[任务目标] 请把下面这段讲BERT使用步骤的文字从头到尾一字不改地抄写一遍。

[文本片段]
年前最后一篇,就写个自己使用BERT的流程步骤,提前祝大家新年快乐~
## STEP1:构建模型
class Config(object):
"""配置参数"""
def __init__(self, dataset):
self.model_name = 'bert'
self.train_path = dataset + '/data/train.txt' # 训练集
self.dev_path = dataset + '/data/dev.txt' # 验证集
self.test_path = dataset + '/data/test.txt' # 测试集
self.class_list = [x.strip() for x in open(
dataset + '/data/class.txt').readlines()]
self.save_path = dataset + '/saved_dict/' + self.model_name + '.ckpt'
self.device = torch.device('cuda' if torch.cuda.is_available() else 'cpu')
self.require_improvement = 1000 # 若超过1000batch效果还没提升,则提前结束训练
self.num_classes = len(self.class_list)
self.num_epochs = 3
self.batch_size = 128
self.pad_size = 32
self.learning_rate = 5e-5
self.bert_path = './bert_pretrain'
self.tokenizer = BertTokenizer.from_pretrained(self.bert_path)
self.hidden_size = 768
class BERT(nn.Module):
def __init__(self, config):
super(BERT, self).__init__()
self.bert = BertModel.from_pretrained(config.bert_path)
for param in self.bert.parameters():
param.requires_grad = True
self.fc = nn.Linear(config.hidden_size, config.num_classes)
def forward(self, x):
context = x[0] # 输入的句子
mask = x[2] # 对padding部分进行mask,和句子一个size,padding部分用0表示
_, pooled = self.bert(context, attention_mask=mask, output_all_encoded_layers=False)
out = self.fc(pooled)
return out
## STEP2:构建数据集
def build_dataset(config):
def load_dataset(path, pad_size=32):
contents = []
with open(path, 'r', encoding='UTF-8') as f:
for line in tqdm(f):
lin = line.strip()
if not lin:
continue
content, label = lin.split('\t')
tok

[已知信息]
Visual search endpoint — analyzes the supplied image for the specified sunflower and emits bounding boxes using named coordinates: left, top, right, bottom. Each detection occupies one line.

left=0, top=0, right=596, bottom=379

[书面回答]
年前最后一篇,就写个自己使用BERT的流程步骤,提前祝大家新年快乐~
## STEP1:构建模型
class Config(object):
"""配置参数"""
def __init__(self, dataset):
self.model_name = 'bert'
self.train_path = dataset + '/data/train.txt' # 训练集
self.dev_path = dataset + '/data/dev.txt' # 验证集
self.test_path = dataset + '/data/test.txt' # 测试集
self.class_list = [x.strip() for x in open(
dataset + '/data/class.txt').readlines()]
self.save_path = dataset + '/saved_dict/' + self.model_name + '.ckpt'
self.device = torch.device('cuda' if torch.cuda.is_available() else 'cpu')
self.require_improvement = 1000 # 若超过1000batch效果还没提升,则提前结束训练
self.num_classes = len(self.class_list)
self.num_epochs = 3
self.batch_size = 128
self.pad_size = 32
self.learning_rate = 5e-5
self.bert_path = './bert_pretrain'
self.tokenizer = BertTokenizer.from_pretrained(self.bert_path)
self.hidden_size = 768
class BERT(nn.Module):
def __init__(self, config):
super(BERT, self).__init__()
self.bert = BertModel.from_pretrained(config.bert_path)
for param in self.bert.parameters():
param.requires_grad = True
self.fc = nn.Linear(config.hidden_size, config.num_classes)
def forward(self, x):
context = x[0] # 输入的句子
mask = x[2] # 对padding部分进行mask,和句子一个size,padding部分用0表示
_, pooled = self.bert(context, attention_mask=mask, output_all_encoded_layers=False)
out = self.fc(pooled)
return out
## STEP2:构建数据集
def build_dataset(config):
def load_dataset(path, pad_size=32):
contents = []
with open(path, 'r', encoding='UTF-8') as f:
for line in tqdm(f):
lin = line.strip()
if not lin:
continue
content, label = lin.split('\t')
tok